### Work to do
In the passage below on early ocean navigation, how did the Polynesians picture the stars?

So, little by little, through many voyages undertaken over many centuries, the fog and the frightening obscurity of the unknown were lifted from all the surface of the Sea of Darkness. How did they accomplish it—those first voyagers, who had not even the simplest instruments of navigation, who had never seen a nautical chart, to whom the modern miracles of loran, radar, and sonic sounding would have been fantasied beyond belief? Who was the first man to use a mariner’s compass, and what were the embryonic beginnings of the charts and the sailing directions that are taken for granted today? None of these questions can be answered with finality; we know only enough to want to know more.

Of the methods of those secretive master mariners, the Phoenicians, we cannot even guess. We have more basis for conjecture about the Polynesians, for we can study their descendants today, and those who have done so find hints of the methods that led the ancient colonizers of the Pacific on their course from island to island. Certainly they seem to have followed the stars, which burned brightly in the heavens over those calm Pacific regions, which are so unlike the stormy and fog-bound northern seas. The Polynesians considered the stars as moving bands of light that passed across the inverted pit of the sky, and they sailed toward the stars which they knew passed over the islands of their destination. All the language of the sea was understood by them: the varying color of the water, the haze of surf breaking on rocks yet below the horizon, and the cloud patches that hang over every islet of the tropic seas and sometimes seem even to reflect the color of a lagoon within a coral atoll.

### Listed records
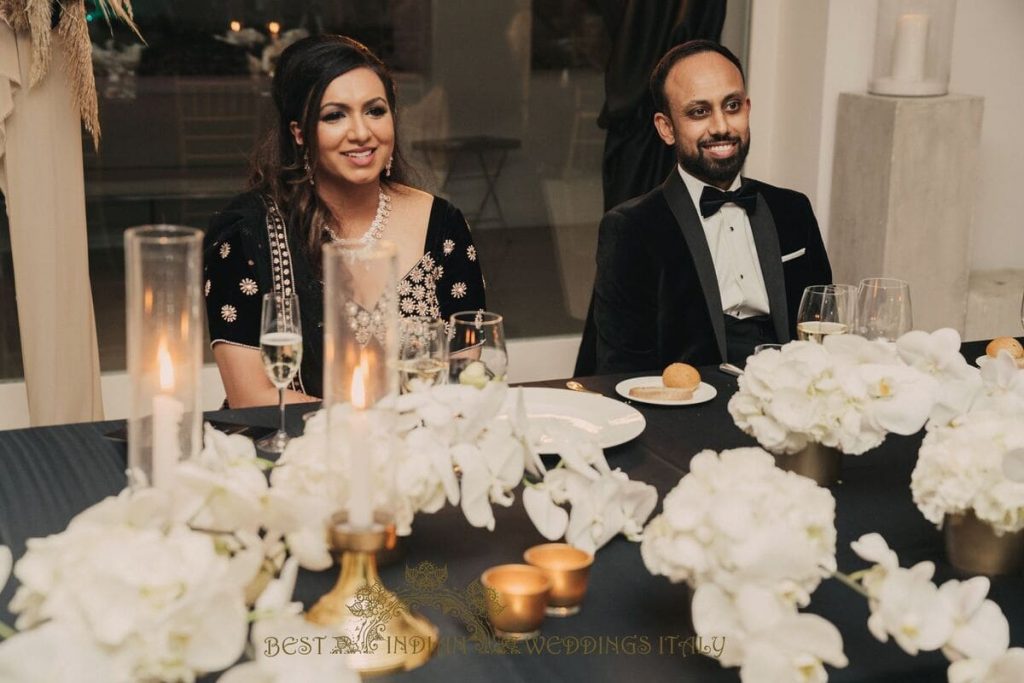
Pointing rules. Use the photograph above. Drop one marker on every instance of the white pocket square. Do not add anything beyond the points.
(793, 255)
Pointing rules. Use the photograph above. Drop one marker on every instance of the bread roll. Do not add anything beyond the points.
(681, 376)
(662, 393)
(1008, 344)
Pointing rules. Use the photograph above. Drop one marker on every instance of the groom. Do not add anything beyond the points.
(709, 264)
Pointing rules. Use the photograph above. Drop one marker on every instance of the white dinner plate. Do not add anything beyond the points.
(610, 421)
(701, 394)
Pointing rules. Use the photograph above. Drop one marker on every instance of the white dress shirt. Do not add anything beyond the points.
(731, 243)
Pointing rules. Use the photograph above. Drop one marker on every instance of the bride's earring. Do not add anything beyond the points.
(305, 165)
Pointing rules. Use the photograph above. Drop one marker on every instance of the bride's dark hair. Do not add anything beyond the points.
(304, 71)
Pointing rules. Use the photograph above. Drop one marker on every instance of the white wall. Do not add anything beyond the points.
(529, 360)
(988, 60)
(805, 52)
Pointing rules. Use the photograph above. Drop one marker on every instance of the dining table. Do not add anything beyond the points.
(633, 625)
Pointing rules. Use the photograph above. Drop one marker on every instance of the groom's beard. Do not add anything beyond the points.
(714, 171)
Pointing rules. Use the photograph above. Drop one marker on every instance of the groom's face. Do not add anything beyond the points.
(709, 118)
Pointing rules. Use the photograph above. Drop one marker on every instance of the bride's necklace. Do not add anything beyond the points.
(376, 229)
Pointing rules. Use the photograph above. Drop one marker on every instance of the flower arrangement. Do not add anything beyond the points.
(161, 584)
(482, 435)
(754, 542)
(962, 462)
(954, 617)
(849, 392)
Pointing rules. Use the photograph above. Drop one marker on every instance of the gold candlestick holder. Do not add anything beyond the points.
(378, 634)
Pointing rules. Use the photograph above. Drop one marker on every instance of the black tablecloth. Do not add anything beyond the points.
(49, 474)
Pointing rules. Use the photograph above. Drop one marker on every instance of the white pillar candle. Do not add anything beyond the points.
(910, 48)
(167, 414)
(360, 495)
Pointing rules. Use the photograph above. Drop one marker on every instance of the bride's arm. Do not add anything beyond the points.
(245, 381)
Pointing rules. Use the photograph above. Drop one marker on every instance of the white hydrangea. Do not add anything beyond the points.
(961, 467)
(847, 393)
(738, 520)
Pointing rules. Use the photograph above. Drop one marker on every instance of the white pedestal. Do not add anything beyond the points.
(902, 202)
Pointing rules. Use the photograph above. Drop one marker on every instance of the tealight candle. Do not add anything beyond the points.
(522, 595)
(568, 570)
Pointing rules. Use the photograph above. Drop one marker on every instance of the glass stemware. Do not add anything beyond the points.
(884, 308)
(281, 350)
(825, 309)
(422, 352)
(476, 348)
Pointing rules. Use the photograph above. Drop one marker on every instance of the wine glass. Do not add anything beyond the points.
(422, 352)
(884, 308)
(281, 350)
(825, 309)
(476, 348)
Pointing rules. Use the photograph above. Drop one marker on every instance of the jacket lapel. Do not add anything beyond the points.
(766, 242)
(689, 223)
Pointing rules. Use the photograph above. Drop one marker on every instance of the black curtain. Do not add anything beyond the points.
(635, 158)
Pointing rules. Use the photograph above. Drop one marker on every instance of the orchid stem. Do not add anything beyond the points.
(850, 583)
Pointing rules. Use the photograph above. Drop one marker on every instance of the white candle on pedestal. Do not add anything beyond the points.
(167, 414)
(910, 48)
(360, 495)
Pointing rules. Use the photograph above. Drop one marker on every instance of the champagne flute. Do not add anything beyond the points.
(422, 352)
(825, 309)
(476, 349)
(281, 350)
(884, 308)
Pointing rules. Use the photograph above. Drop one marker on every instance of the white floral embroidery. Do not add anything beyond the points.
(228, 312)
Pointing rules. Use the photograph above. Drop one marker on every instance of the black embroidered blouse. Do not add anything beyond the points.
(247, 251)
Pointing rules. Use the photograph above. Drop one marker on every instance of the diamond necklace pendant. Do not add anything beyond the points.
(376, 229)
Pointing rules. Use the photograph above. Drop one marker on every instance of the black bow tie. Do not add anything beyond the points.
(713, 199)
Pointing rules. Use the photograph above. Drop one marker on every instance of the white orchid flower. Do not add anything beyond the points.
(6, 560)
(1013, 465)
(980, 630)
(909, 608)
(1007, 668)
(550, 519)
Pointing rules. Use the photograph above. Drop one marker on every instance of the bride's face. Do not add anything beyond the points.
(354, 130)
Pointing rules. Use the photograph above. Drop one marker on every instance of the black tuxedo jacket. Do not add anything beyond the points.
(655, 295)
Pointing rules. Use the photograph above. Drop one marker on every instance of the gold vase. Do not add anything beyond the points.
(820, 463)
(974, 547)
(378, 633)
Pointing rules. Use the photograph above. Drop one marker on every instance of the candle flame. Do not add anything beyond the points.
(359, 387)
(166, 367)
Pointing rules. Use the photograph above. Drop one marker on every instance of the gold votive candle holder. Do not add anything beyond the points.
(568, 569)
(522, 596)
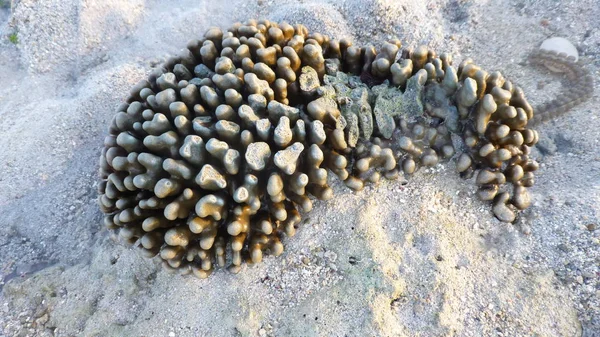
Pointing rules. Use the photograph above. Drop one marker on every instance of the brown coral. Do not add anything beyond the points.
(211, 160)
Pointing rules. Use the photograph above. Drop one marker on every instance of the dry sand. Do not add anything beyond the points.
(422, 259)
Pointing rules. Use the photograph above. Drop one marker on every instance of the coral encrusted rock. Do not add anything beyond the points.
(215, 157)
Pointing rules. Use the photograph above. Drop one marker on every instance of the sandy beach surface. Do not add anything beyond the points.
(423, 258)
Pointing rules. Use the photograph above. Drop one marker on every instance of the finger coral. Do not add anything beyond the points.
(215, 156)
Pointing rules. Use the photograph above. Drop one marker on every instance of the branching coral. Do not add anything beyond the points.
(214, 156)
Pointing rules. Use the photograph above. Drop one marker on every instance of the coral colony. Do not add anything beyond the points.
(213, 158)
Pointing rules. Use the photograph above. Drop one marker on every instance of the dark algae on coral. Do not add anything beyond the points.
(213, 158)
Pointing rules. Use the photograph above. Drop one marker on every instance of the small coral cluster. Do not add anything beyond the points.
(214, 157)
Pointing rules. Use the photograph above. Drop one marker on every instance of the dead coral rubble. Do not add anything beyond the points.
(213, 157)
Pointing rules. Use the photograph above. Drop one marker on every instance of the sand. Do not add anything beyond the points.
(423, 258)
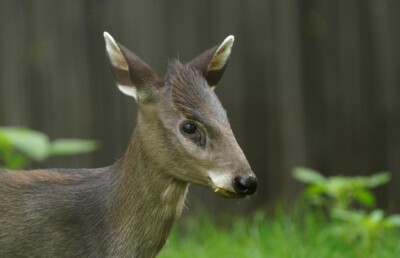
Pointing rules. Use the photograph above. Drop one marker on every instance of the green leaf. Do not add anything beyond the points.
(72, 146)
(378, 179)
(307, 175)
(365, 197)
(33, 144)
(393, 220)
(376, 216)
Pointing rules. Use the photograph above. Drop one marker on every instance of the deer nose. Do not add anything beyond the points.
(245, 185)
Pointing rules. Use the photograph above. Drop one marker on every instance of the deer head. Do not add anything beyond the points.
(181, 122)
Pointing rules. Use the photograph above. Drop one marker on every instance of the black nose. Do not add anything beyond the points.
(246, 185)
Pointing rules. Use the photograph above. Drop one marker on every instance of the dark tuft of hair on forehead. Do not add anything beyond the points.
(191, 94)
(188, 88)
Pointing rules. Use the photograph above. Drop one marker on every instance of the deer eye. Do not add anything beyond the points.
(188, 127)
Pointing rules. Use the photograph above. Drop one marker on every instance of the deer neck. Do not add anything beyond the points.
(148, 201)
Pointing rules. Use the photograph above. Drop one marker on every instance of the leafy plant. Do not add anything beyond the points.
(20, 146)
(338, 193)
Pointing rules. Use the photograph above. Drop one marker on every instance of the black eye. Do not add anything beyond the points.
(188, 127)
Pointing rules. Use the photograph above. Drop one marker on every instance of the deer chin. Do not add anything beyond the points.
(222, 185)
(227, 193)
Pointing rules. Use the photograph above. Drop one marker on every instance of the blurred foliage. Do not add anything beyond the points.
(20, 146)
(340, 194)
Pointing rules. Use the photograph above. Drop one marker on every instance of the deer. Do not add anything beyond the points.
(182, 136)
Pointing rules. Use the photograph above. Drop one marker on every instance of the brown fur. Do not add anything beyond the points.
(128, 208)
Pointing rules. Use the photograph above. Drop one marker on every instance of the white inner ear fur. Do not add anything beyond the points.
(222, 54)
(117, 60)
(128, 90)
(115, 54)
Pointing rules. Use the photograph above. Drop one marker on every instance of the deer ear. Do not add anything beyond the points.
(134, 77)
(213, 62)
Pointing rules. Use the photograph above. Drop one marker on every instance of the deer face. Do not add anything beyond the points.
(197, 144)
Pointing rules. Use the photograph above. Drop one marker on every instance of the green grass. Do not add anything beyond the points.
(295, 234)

### Solution for this problem
As moving bands of light that passed across the inverted pit of the sky.